== Exercise objective ==
Which lines run from the line containing "the white baseball" through the end of the records below? Reproduce them exactly, and nothing else.

(Referring expression data)
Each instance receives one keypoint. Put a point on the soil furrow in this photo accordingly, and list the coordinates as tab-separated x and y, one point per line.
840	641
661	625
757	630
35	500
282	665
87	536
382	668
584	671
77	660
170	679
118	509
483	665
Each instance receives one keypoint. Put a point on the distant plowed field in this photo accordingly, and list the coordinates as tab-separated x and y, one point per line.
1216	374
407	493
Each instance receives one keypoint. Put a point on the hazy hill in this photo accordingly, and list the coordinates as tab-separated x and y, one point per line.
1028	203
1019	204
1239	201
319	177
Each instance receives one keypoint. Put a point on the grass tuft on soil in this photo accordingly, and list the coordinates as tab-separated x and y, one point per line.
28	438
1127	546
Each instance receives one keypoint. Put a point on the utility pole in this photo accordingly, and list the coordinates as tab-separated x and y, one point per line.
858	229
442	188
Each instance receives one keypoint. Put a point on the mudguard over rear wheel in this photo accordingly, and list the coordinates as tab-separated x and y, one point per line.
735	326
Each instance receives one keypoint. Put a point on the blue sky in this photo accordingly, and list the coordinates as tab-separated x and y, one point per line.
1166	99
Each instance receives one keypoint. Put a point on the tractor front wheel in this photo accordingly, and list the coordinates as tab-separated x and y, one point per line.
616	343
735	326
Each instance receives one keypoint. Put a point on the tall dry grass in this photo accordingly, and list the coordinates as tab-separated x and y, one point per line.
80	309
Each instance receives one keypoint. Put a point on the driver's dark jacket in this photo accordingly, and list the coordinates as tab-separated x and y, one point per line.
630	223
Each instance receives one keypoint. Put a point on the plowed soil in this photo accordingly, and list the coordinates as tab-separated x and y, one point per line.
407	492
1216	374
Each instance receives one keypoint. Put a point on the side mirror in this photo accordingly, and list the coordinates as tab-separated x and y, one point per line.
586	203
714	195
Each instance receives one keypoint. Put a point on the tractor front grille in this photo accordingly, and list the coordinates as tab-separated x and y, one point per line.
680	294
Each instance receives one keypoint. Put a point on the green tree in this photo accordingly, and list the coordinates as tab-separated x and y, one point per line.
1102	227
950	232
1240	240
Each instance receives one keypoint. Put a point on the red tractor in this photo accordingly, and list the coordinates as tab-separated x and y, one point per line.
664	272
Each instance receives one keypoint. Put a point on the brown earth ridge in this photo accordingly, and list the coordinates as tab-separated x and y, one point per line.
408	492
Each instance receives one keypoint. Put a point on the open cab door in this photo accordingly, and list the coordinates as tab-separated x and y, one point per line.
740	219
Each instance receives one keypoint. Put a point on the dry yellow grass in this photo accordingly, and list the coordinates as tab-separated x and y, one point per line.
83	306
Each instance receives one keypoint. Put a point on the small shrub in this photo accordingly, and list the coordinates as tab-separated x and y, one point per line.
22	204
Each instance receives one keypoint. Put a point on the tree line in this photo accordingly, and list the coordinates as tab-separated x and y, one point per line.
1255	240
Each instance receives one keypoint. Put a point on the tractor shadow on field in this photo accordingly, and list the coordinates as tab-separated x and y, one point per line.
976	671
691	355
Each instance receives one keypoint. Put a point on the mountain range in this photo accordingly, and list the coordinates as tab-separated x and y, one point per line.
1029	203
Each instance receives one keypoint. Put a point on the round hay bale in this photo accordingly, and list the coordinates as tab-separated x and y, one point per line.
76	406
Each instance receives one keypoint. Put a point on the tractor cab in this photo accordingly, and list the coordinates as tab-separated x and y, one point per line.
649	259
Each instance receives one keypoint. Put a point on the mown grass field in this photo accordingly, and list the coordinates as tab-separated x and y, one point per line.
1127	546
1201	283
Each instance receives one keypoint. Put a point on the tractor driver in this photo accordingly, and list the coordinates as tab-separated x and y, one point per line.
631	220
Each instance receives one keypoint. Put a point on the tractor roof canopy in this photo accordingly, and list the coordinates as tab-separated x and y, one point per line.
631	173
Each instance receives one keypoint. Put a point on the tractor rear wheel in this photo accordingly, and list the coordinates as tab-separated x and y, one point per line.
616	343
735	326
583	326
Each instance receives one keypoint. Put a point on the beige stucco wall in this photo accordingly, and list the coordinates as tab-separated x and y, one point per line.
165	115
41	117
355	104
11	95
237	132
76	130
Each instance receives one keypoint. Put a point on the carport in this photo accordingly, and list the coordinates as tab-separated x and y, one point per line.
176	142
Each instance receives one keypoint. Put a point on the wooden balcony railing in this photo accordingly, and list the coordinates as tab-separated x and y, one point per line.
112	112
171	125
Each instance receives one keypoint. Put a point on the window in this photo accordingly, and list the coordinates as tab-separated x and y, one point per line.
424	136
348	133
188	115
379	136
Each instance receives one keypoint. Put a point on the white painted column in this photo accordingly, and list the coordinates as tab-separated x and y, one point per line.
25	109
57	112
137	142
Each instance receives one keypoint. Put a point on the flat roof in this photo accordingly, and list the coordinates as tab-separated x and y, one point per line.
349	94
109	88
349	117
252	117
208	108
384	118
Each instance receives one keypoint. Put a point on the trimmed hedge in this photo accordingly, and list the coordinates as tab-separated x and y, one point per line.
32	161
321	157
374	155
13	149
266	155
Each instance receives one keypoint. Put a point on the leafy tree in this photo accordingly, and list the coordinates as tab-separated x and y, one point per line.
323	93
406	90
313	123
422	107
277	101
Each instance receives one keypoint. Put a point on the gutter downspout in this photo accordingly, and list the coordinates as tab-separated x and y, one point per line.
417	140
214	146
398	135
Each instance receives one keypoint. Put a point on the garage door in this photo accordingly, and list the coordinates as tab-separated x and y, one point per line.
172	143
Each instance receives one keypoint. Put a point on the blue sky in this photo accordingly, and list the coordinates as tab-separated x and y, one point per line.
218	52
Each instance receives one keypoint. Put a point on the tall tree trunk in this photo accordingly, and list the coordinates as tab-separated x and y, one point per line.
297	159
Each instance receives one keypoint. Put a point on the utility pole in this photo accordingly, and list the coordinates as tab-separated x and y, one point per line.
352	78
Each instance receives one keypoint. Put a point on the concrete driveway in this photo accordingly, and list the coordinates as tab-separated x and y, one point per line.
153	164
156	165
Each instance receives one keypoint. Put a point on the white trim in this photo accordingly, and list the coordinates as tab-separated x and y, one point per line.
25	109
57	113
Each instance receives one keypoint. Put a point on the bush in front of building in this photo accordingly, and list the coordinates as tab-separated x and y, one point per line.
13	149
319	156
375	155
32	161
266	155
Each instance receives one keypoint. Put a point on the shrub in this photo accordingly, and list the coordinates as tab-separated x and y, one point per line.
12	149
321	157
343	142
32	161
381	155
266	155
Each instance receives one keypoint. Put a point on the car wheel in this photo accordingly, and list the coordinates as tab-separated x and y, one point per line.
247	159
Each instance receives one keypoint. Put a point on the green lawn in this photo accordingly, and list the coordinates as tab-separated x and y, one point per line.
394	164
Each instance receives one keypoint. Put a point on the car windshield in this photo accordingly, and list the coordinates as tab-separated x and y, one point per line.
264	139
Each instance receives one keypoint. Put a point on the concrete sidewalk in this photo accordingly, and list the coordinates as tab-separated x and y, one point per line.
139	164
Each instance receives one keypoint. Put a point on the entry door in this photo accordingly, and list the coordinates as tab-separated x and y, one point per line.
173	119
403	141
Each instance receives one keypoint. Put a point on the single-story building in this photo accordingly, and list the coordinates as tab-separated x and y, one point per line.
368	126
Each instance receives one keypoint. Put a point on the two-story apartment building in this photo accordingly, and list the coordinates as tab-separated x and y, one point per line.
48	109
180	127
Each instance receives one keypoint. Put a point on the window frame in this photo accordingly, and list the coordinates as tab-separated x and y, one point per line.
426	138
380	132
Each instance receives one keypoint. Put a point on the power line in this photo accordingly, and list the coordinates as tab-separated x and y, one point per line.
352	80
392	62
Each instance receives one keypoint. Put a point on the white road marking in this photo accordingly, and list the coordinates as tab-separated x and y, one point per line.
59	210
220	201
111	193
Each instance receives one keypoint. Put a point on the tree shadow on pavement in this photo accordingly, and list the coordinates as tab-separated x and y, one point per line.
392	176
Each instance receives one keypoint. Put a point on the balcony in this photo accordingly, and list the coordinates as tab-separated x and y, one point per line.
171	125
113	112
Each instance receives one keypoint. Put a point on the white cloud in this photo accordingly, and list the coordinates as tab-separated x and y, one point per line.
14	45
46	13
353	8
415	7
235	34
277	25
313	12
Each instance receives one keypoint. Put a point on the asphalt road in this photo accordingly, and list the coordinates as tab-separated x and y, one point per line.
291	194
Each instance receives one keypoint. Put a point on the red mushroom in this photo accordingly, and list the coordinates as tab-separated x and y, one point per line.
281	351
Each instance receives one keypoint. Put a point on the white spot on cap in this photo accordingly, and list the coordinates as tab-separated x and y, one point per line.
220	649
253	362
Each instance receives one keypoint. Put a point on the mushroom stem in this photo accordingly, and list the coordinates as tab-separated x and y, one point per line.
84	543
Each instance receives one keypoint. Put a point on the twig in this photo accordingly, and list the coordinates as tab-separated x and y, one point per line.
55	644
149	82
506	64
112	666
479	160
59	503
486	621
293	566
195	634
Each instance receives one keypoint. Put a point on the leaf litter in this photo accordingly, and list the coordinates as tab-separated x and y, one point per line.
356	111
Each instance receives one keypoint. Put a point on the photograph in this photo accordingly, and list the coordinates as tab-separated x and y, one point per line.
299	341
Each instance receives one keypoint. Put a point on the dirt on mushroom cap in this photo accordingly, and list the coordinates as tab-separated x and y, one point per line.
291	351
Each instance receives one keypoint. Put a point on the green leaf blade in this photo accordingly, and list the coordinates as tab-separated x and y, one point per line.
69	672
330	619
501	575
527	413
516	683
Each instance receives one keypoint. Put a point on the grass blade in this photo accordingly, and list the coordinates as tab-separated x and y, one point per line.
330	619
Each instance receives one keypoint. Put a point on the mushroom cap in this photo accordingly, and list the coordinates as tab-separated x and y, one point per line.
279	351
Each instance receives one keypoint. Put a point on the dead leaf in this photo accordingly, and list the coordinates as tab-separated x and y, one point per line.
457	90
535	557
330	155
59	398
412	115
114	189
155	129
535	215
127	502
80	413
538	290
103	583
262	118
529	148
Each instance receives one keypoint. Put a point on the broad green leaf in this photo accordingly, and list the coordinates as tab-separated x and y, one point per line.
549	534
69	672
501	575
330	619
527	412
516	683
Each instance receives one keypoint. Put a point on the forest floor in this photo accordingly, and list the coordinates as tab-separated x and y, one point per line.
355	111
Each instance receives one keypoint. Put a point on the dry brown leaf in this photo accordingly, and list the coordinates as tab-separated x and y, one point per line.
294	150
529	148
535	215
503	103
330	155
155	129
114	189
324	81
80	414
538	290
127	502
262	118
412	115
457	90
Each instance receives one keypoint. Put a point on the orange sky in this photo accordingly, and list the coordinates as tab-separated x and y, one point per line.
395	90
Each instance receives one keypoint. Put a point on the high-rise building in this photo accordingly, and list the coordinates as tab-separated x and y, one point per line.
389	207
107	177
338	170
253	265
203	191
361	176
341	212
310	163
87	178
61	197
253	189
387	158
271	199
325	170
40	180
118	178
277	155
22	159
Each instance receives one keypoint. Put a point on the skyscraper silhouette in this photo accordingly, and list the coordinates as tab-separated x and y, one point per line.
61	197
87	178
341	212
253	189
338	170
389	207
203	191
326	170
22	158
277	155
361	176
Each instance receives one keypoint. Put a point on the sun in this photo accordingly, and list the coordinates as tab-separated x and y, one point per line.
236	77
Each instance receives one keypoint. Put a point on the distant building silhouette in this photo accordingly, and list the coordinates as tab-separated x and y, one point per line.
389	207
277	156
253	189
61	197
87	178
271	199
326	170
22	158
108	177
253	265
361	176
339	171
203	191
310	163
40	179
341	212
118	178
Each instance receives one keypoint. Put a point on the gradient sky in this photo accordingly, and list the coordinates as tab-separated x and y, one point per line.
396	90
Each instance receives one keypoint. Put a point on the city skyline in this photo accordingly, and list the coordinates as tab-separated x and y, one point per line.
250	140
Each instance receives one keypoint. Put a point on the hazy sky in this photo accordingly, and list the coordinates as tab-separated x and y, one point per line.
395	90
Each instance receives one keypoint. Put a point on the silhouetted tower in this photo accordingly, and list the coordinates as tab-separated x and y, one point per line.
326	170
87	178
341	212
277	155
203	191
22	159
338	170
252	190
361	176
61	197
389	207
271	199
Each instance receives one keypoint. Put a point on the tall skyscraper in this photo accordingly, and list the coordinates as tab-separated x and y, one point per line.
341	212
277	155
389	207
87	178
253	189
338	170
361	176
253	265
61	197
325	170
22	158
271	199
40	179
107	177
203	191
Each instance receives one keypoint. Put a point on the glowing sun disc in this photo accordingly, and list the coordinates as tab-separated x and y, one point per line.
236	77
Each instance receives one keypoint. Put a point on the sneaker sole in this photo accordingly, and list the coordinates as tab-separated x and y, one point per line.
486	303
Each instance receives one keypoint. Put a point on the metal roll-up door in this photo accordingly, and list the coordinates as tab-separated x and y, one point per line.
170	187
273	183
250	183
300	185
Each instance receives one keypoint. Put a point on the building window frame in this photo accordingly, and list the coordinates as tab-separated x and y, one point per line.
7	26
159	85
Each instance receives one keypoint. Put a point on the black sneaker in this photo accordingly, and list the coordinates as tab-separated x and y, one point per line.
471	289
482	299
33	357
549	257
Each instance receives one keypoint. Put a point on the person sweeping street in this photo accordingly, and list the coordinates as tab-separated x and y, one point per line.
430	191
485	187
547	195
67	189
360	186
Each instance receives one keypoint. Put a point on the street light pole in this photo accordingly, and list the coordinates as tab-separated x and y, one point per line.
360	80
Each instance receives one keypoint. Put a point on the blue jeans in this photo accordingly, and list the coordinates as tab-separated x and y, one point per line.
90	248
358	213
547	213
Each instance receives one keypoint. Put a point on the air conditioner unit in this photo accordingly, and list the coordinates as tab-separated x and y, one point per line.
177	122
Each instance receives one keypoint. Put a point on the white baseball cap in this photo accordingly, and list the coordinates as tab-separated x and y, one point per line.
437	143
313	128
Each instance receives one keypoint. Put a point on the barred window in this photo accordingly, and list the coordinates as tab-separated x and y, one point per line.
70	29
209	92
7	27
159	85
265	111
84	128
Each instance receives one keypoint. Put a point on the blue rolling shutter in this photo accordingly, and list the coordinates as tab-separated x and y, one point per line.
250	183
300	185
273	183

== Answer to this exercise ==
Each instance receives one keypoint. Put a point on the white baseball cap in this photo accordingly, and list the coordinates as tab-separated x and y, one point per line.
437	143
313	128
Each instance receives one keypoint. Put a point on the barred window in this photo accordingly, and list the coordinates as tab-separated x and y, one point per line.
70	29
209	92
7	27
159	85
265	111
84	128
Each instance receives one keypoint. Put a point on the blue rolling shutter in this photo accordingly, and list the coordinates as tab-separated x and y, one point per line.
250	183
300	185
273	183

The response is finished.